* Stated task *
Count the lines in the material below that contain the string "snow", treating uppercase and lowercase as different. Reply with the number only.

* Material supplied *

+++

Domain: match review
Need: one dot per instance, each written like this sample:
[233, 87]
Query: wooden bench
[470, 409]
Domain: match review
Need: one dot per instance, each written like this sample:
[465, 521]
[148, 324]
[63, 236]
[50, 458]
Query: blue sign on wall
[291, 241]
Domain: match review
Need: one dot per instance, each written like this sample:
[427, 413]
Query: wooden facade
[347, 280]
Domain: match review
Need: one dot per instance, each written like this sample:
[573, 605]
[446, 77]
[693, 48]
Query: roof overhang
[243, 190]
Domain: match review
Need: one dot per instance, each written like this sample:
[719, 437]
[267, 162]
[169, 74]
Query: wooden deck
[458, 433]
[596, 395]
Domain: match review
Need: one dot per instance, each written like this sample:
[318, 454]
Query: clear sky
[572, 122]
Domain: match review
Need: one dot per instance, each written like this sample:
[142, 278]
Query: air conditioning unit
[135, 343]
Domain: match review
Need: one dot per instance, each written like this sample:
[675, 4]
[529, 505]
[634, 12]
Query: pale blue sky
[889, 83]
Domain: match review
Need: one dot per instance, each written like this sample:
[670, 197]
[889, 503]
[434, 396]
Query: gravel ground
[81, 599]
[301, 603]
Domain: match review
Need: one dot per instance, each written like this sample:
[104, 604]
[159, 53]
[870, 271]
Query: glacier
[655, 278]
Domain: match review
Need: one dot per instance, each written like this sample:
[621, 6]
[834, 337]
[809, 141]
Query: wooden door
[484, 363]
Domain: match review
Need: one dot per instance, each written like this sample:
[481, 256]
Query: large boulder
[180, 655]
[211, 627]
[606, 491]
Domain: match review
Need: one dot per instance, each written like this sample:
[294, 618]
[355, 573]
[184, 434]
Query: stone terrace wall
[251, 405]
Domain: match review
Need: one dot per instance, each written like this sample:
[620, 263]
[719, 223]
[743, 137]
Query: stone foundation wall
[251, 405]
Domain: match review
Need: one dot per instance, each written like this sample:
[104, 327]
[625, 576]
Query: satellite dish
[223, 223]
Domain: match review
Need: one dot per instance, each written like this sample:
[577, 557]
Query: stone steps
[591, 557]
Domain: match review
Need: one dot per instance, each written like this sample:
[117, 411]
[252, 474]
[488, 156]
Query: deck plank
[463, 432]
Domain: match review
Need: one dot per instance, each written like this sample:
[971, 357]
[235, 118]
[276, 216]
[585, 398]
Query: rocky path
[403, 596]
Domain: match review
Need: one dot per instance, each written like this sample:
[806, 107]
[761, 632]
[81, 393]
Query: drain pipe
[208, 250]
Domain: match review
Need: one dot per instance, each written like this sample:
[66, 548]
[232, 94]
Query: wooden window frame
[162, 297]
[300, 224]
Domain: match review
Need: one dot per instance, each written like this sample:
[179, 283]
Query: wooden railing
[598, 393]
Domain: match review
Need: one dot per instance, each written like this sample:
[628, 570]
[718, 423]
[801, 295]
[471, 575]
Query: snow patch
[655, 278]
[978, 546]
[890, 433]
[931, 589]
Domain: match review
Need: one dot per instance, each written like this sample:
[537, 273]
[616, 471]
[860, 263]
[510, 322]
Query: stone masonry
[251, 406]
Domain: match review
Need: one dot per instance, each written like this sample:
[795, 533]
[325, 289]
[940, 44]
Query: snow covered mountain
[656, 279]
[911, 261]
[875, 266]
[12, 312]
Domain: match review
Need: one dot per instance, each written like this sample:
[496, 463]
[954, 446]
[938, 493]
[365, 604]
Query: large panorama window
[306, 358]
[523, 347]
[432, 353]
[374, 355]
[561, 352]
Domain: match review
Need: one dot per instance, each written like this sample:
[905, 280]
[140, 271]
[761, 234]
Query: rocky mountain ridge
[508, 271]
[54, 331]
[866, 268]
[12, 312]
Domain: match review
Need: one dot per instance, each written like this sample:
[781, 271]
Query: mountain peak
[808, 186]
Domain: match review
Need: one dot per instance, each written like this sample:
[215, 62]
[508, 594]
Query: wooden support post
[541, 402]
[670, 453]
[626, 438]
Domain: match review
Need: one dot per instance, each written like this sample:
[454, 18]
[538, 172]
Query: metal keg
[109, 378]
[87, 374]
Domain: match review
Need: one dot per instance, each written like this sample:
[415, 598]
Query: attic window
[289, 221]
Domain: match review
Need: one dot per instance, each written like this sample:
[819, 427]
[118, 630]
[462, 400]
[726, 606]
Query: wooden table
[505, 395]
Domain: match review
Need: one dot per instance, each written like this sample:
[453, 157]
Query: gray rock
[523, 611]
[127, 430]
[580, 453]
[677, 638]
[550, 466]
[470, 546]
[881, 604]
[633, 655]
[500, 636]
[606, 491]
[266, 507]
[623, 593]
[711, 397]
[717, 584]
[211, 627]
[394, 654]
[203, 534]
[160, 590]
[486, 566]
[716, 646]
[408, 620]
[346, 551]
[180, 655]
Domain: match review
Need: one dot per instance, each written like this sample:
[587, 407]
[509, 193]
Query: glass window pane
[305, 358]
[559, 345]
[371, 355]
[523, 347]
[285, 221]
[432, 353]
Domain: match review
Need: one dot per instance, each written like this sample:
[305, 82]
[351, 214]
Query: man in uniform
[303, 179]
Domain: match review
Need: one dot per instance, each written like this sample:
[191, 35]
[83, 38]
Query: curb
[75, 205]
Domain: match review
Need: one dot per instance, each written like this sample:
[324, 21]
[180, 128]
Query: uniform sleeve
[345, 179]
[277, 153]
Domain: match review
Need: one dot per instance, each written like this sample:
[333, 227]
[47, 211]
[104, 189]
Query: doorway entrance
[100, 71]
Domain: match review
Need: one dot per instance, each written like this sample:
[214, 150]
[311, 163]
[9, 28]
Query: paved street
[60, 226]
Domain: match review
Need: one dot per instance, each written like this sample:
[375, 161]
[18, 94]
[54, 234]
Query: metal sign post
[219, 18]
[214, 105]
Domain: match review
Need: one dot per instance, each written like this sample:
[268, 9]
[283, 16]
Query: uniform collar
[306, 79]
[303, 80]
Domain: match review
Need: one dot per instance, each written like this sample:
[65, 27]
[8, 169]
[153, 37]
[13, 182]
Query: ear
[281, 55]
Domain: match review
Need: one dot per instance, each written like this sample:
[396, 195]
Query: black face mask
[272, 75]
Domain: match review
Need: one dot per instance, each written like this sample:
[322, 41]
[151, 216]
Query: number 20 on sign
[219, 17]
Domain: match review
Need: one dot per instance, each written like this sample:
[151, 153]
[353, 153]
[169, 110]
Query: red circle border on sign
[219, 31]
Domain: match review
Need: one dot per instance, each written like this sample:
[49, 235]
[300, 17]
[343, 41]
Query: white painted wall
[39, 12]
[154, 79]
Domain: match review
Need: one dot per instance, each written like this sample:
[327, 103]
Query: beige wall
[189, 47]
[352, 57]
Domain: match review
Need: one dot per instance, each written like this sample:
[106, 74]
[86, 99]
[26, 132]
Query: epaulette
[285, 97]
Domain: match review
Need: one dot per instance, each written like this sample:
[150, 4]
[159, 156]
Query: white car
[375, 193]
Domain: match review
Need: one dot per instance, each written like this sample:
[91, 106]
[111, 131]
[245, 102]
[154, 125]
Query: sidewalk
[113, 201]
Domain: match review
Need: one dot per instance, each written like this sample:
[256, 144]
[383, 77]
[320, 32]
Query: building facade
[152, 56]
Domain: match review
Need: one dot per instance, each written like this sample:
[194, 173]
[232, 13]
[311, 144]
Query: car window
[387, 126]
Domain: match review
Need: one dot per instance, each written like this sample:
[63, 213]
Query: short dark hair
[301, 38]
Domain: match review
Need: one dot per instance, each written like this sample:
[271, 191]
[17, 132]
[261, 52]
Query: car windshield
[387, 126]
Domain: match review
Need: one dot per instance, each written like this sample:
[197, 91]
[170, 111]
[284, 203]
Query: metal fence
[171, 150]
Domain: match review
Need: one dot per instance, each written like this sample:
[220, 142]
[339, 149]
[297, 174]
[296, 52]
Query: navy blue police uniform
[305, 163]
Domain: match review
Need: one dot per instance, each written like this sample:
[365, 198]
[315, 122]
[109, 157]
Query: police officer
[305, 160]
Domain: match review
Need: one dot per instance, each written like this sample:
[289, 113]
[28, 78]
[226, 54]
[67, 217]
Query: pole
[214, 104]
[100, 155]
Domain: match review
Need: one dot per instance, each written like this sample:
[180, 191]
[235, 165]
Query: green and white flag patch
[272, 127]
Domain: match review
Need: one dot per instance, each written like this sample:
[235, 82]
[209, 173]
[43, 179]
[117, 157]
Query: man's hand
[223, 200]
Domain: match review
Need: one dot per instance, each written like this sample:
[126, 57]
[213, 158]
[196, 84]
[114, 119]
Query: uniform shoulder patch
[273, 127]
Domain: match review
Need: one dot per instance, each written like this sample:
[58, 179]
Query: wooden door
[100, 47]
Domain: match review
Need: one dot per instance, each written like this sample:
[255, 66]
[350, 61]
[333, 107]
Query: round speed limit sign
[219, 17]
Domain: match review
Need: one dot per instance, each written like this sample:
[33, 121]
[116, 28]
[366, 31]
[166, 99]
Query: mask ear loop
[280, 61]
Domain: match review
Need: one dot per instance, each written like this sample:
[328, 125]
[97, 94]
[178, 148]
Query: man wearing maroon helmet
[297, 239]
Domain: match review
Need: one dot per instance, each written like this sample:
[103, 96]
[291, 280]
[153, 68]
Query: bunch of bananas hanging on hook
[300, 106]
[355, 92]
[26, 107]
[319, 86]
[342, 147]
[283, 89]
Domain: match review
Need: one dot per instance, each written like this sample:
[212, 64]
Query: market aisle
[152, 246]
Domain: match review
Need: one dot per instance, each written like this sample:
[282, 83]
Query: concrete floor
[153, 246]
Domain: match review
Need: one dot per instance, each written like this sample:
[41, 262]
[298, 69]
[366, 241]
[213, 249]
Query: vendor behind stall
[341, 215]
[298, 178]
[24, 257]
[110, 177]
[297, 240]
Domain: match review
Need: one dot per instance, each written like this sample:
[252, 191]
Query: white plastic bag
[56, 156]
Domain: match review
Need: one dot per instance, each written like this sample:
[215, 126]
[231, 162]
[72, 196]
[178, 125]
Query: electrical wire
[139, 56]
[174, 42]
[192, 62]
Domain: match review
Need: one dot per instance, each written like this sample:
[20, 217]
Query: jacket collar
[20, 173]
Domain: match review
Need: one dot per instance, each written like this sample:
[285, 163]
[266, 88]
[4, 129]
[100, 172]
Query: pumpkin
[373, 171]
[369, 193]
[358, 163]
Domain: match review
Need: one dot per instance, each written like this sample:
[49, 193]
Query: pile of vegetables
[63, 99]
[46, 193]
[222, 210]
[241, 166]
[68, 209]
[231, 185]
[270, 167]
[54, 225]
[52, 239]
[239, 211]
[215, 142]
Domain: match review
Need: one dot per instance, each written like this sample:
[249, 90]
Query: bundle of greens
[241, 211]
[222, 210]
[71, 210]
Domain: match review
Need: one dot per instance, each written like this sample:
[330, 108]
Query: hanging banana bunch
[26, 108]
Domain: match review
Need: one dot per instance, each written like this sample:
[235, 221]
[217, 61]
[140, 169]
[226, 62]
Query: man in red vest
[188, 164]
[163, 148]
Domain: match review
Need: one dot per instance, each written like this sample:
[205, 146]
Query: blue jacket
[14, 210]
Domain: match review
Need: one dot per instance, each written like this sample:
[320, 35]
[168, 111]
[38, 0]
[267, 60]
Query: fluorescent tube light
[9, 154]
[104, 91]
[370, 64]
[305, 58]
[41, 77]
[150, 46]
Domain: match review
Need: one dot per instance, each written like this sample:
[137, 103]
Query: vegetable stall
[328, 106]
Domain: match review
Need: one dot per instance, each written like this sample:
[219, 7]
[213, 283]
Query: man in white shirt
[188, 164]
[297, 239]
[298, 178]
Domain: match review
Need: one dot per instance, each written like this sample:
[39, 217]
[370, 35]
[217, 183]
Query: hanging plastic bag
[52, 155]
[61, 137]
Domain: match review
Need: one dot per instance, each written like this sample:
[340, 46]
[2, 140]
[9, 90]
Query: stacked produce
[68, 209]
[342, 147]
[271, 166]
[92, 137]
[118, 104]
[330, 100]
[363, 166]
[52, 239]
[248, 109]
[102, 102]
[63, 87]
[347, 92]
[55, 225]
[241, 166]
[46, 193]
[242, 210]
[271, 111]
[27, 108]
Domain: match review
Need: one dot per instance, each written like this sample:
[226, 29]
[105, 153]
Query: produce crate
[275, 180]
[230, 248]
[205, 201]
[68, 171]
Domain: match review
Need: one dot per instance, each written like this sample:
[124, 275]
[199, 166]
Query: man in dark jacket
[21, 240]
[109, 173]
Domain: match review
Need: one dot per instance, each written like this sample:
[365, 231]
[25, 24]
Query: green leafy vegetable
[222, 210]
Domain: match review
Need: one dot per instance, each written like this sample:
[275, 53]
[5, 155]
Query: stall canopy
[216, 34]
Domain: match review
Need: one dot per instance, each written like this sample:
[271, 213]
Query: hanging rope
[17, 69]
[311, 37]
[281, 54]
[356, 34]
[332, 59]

+++

* Answer to this problem *
2